## [Prompt 1]
Return, word for word, the part of the post on Cavalieri's principle that opens with the words containing "If I ever made" and closes with "to the pyramid?".
## [Prompt 2]
Carry the post on Cavalieri's principle forward, picking up after its last sentence.

Tag Archives: CCSS-M G-GMD.2

Cavalieri’s Principle

Geometric Measure and Dimension G-GMD

Explain volume formulas and use them to solve problems

1. Give an informal argument for the formulas for the circumference of a circle, area of a circle, volume of a cylinder, pyramid, and cone. Use dissection arguments, Cavalieri’s principle, and informal limit arguments.

2. (+) Give an informal argument using Cavalieri’s principle for the formulas for the volume of a sphere and other solid figures.

How do you provide students an opportunity to make sense of volume formulas? I’ve written before about how we use informal limit arguments to make sense of volume formulas for the cylinder and prism and then Power Solids to make sense of volume formulas for the cone and pyramid.

Using a slinky, we briefly discuss Cavalieri’s principle.

Solids: equal height, cross sections for each plane parallel to and including the bases are have equal area.

What are the implications of Cavalieri’s principle here? (the two solids have the same volume)

And here? (none, as the conditions aren’t met)

When we get to the volume of a sphere, I’ve always told my students they’ll have to wait until calculus to make sense of the formula.

(I sneak in this exercise in calculus and wait for someone to notice the result.)

If I ever made sense of the volume of a pyramid or sphere using Cavalieri’s principle while I was in school, I don’t remember. (Surely I’m not the only one.) This year, though, I’m determined to do better. I’ve been saving Pat Mara’s TI-Nspire documents to think this through.

How can you use these images along with Cavalieri’s principle to make sense of the formula for the volume of a square pyramid compared to the volume of a square prism with base and height equal to the pyramid?

When I got out the play dough to make more sense of the dissection of the cube, my coworker joined me. Our solid isn’t beautiful, but we get why the three square pyramids have the same volume and why one square pyramid will have a volume that is one-third of the square prism with base and height equal to the pyramid.

I like the visual image of seeing cross sections that aren’t congruent but have equal area.

Now for the sphere.

What do you see?

On the left, a hemisphere.

On the right, a cone cut out of a cylinder.

What’s the same about the solids?

## [Material]
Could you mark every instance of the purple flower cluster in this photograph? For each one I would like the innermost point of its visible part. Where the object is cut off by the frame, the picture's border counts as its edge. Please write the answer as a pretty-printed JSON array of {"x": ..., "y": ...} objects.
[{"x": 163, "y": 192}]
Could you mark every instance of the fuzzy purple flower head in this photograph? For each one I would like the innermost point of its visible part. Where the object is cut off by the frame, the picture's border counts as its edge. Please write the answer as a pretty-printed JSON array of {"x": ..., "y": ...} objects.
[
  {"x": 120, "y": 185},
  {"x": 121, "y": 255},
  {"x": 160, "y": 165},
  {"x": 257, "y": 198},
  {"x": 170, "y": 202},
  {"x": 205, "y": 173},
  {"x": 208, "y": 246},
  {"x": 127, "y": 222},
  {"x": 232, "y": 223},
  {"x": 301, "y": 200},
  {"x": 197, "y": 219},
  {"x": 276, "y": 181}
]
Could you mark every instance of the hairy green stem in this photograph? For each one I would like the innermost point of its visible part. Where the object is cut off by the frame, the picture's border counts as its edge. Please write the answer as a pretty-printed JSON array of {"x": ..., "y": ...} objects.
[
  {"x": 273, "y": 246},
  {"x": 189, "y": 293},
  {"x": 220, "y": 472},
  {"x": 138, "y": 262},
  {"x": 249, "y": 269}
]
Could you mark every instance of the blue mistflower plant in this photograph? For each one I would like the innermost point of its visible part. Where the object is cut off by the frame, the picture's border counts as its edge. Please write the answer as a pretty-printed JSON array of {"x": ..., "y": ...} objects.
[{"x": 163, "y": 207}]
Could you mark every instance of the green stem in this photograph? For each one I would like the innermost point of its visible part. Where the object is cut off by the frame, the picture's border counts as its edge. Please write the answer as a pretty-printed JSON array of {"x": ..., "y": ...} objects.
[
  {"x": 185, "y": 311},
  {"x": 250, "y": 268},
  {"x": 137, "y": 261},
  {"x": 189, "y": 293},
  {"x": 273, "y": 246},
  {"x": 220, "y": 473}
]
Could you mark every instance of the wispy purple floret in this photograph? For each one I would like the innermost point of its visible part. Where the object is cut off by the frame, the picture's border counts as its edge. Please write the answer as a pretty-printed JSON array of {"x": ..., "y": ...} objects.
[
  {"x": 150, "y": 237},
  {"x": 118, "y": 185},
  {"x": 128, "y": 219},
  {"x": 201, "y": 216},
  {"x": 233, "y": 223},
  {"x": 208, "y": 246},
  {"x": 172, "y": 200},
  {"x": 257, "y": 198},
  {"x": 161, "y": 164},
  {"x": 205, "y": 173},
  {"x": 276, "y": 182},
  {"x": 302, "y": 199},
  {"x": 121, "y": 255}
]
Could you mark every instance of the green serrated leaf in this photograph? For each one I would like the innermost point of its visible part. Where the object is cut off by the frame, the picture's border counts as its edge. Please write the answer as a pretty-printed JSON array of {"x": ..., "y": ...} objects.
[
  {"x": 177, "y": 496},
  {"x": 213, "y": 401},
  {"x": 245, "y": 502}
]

## [Written response 1]
If I ever made sense of the volume of a pyramid or sphere using Cavalieri’s principle while I was in school, I don’t remember. (Surely I’m not the only one.) This year, though, I’m determined to do better. I’ve been saving Pat Mara’s TI-Nspire documents to think this through.

How can you use these images along with Cavalieri’s principle to make sense of the formula for the volume of a square pyramid compared to the volume of a square prism with base and height equal to the pyramid?

## [Written response 2]
The sphere and the cylinder have equal radii and equal heights. Since the “height” of the sphere is its radius, the cylinder has height equal to radius.

What are the horizontal cross sections?

On the left, a circle. The radius decreases as the cross section slices go from bottom to top.

On the right, a “washer” (or officially, an annulus), where the outer radius is always the radius of the cylinder (constant) and the inner radius is equal to the height of the smaller cone formed with the inner circle of the slice and the center of the base (shown by similar triangles).

Dynamic geometry software shows us that the cross sections have the same area. Convince yourself that they do.

I convinced myself here:

And then I looked at the next page, which allowed me to move the cross sections and see the similar triangles change.

So what does this tell us about the volume of a hemisphere?

According to Cavalieri’s Principle, it has the same volume as the solid on the right.

How can you calculate the volume of the solid on the right?

Subtract the volume of the cone from the volume of the cylinder.

And then what about the height of a sphere for which this hemisphere is half?

The Illustrative Mathematics task Use Cavalieri’s Principle to Compare Aquarium Volumes could be helpful for exploring Cavalieri’s Principle. I’ve had it tagged for several years now. Maybe this will be the year we take time to try it.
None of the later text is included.